Supplied passage
+ + +

District Court of Appeal of Florida, Fourth District
Mar 29, 2000
756 So. 2d 169 (Fla. Dist. Ct. App. 2000)

Summary

refusing to review alleged jury instruction error where defendant raised question during preliminary, informal discussion but failed to object during formal charge conference or before jury retired to deliberate

Summary of this case from Wilson v. State

Opinion

No. 4D99-0216.

Opinion filed March 29, 2000.

Appeal from the Circuit Court for the Fifteenth Judicial Circuit, Palm Beach County; Harold J. Cohen, Judge; L.T. No. 98-1758CFA02.

Richard L. Jorandby, Public Defender, and Joseph R. Chloupek, Assistant Public Defender, West Palm Beach, for appellant.

Robert A. Butterworth, Attorney General, Tallahassee, and Sarah B. Mayer, Assistant Attorney General, West Palm Beach, for appellee.


Jean Junior Many appeals his conviction for attempted first degree murder and robbery with a firearm after trial by a jury which found him guilty as charged. He was sentenced to concurrent life sentences.

+ + +

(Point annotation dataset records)

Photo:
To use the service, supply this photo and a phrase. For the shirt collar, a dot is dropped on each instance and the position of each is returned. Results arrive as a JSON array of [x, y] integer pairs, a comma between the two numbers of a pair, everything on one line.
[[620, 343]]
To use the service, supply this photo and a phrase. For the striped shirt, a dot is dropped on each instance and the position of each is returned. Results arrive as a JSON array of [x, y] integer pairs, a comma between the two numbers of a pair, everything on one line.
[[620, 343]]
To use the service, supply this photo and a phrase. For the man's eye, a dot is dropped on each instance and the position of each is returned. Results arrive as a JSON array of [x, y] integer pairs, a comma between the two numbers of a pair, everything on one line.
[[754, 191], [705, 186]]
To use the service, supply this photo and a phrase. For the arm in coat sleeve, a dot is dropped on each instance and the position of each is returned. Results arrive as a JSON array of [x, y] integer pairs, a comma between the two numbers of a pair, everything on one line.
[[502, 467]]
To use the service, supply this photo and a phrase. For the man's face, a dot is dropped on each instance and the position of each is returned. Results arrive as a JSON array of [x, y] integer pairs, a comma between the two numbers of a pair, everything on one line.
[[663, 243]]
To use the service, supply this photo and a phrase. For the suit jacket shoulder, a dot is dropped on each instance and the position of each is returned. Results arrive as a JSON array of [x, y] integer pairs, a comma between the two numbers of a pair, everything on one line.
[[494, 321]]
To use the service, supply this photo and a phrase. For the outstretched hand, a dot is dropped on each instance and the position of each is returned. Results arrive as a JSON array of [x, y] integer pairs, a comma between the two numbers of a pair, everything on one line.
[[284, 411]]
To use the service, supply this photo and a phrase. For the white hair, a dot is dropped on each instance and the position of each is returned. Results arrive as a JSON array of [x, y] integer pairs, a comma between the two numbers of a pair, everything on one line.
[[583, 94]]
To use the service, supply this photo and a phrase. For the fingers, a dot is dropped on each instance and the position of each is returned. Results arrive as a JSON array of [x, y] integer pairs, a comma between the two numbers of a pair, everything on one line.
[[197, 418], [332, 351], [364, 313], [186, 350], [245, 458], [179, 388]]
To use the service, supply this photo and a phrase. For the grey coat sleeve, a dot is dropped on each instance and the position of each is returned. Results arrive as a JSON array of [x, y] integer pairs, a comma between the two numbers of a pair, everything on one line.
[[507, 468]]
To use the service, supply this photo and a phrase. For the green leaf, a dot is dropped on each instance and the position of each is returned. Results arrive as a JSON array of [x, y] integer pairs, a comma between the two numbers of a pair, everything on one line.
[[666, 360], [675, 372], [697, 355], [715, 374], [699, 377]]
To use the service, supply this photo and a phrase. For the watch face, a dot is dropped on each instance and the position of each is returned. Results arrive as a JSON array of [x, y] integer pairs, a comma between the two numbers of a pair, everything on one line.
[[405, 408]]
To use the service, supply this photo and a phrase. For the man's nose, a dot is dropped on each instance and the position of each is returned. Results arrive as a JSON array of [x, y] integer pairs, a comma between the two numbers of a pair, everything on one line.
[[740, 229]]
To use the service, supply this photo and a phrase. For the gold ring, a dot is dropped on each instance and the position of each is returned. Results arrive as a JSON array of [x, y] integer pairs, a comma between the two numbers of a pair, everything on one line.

+ + +

Problems
1) Decide whether each statement agrees with the court opinion, answering yes or no and quoting the words of the opinion that settle it: (a) The appeal came from a circuit court in Palm Beach County. (b) The defendant received consecutive life sentences. (c) The opinion was filed on March 29, 2000.
2) In the records, rename "dot" as "marker" from the line with "For the outstretched" up to and including the line with "[[507, 468]]". Give only those lines again, with nothing else changed.
The records have no connection to the court opinion.

Final answers
1)
(a) Yes: "Appeal from the Circuit Court for the Fifteenth Judicial Circuit, Palm Beach County"
(b) No: "He was sentenced to concurrent life sentences."
(c) Yes: "Opinion filed March 29, 2000."

2)
To use the service, supply this photo and a phrase. For the outstretched hand, a marker is dropped on each instance and the position of each is returned. Results arrive as a JSON array of [x, y] integer pairs, a comma between the two numbers of a pair, everything on one line.
[[284, 411]]
To use the service, supply this photo and a phrase. For the white hair, a marker is dropped on each instance and the position of each is returned. Results arrive as a JSON array of [x, y] integer pairs, a comma between the two numbers of a pair, everything on one line.
[[583, 94]]
To use the service, supply this photo and a phrase. For the fingers, a marker is dropped on each instance and the position of each is returned. Results arrive as a JSON array of [x, y] integer pairs, a comma between the two numbers of a pair, everything on one line.
[[197, 418], [332, 351], [364, 313], [186, 350], [245, 458], [179, 388]]
To use the service, supply this photo and a phrase. For the grey coat sleeve, a marker is dropped on each instance and the position of each is returned. Results arrive as a JSON array of [x, y] integer pairs, a comma between the two numbers of a pair, everything on one line.
[[507, 468]]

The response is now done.